● **GIVEN ENTRIES**
● ● ● ●

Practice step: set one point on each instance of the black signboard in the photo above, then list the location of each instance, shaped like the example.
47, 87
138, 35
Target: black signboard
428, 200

● ● ● ●

● **TASK TO CARRY OUT**
The records above should be copied out again in full, exactly as they appear.

● **OUTPUT BELOW**
Practice step: set one point on each instance of the black signboard in the photo above, then list the location of each instance, shaped like the example.
47, 87
138, 35
Target: black signboard
428, 200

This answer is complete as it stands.